- **Text shown**
<<<<
Criteria #4 – Is there enough sales revenue on the first page of search? And not only sales revenue but enough search volume for the keyword that you’re targeting. Can you go over both of those points as part 4?
Liran: One area we spoke about is when things are really too competitive. There are a lot of listings on Amazon. The other side of it is that you may find a competitor. You may find a product that does $15,000 a month. And you say “Hey I’m going to come into this space because I can compete for market share, there isn’t a lot of competition.”
But the missing piece a lot of the times is that there might not be enough demand for 2 or 3 or 6 products in that niche. When you’re looking at the sales on the target keyword you might see where the top 2 or 3 products have good revenue, let’s say over $10,000 a month. And that the rest of the product in the page has less than 5,000 a month revenue. That should be a red flag to you to say “maybe there isn’t enough depth. Maybe there’s not enough customer demand.”
And especially if that competitor has good reviews like 4-1/2 star or better and good price, good listing. And you are not doing much in the way of differentiation than there just might not be enough customer demand. You really want to find that sweet spot between products that are hyper-competitive and products that are not competitive at all. And find a niche that you can get into that has room, that’s growing and that has the potential for more listings to come in.
Nathan: Makes sense and as far as search volume goes for the keyword, is there a minimum amount of search volume that you’re looking for per month for a certain main keyword?
Liran: Ideally, I like to see like 10,000 searches a month for that keyword. Now, there are some products that have 4-5 main keywords. And if each of those have 4-5 thousand searches a month then I think the cumulative effect could be okay. But if my main keyword has 2 or 3 thousand searches, that’s not really enough.
When somebody says keyword has 4,000 searches a month, let’s really break that down. If I take 4,000 searches a month and I’m going to divide that by 30 days. Then that means there are 133 people a day searching for that product. Now, not all those people are buying. What’s the conversion rate of people that are actually searching and end up buying a product? Well, I don’t know maybe it’s 20% or 30% on Amazon.
Let’s say, there may be even 50 sales a day, now that’s going to be spread out across everybody who sells that product. And to me, that’s not really enough if I want to sell 10, 15, 20 units a day. To me, that’s not enough. I want to have instead of 133 searches a day, I want to have a thousand searches a day so that I have more opportunity to sell.
Nathan: And Liran, let me ask you something. What would you say to someone that says “Alright Liran but you’re an Amazon superstar ” you have multiple brands that are doing 7 figures.
So maybe your criteria for a new product is higher than someone listening who is okay doing just a couple thousand dollars in sales a month? I mean that could still be life-changing to them. Is there a little bit of that too? Is your criteria a little bit different than someone else’s? Or do you think there’s kind of like a minimum threshold?
Liran: No, I mean I think you can find with the same amount of time you spend in money and effort on finding a product that can do $2,000 a month for you. You can probably spend the same time and effort on a product that could do $10,000 a month for you. I don’t think the criteria should be different at the same time, you can have a strategy of launching multiple products that each does 2 or 3,000 a month. But in my opinion, it’s more SKUs to manage and more products that you have to put capital into and focus on. I’d rather have 5 products doing 10,000 a month than 20 products equaling the same amount of revenue because just more listings to manage. More images, it’s just a lot more work.
>>>>
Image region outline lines
<<<<
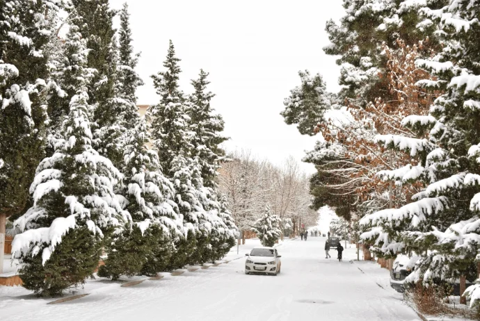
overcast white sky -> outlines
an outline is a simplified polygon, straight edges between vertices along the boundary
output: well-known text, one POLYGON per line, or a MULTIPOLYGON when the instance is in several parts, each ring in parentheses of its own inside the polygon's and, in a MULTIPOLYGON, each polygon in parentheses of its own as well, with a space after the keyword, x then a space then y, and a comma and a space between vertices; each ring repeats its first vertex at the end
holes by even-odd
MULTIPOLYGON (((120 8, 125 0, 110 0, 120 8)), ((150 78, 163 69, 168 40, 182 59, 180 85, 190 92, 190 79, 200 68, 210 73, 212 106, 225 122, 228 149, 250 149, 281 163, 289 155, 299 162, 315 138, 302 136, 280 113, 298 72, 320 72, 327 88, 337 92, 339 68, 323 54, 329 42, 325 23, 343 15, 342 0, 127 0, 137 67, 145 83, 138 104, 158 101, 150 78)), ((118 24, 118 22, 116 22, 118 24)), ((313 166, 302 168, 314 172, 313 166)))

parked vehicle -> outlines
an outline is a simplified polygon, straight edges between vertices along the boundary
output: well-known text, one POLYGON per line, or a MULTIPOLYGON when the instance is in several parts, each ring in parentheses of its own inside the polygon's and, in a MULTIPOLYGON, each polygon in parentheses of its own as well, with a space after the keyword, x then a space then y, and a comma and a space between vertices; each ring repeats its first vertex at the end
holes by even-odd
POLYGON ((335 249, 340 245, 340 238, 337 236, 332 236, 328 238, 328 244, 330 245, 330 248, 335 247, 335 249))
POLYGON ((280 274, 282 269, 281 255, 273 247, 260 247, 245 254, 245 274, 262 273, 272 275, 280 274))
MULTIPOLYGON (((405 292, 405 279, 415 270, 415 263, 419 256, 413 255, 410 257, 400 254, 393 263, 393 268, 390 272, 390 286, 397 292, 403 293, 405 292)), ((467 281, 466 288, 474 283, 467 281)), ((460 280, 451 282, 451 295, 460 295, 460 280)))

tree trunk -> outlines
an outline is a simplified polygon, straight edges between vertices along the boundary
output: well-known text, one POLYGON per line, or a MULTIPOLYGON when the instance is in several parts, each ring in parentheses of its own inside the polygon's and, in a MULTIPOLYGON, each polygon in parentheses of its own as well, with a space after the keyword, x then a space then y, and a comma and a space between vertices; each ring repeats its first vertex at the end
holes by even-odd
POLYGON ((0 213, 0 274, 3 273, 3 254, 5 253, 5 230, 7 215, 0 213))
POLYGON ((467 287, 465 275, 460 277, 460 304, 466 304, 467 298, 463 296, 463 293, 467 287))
>>>>
- **Direction**
Could you repeat everything in the Amazon demand transcript from "Nathan: And Liran, let" down to "a minimum threshold?", word for word? Rely only on the Amazon demand transcript and leave the lines out of it.

- **Task output**
Nathan: And Liran, let me ask you something. What would you say to someone that says “Alright Liran but you’re an Amazon superstar ” you have multiple brands that are doing 7 figures.
So maybe your criteria for a new product is higher than someone listening who is okay doing just a couple thousand dollars in sales a month? I mean that could still be life-changing to them. Is there a little bit of that too? Is your criteria a little bit different than someone else’s? Or do you think there’s kind of like a minimum threshold?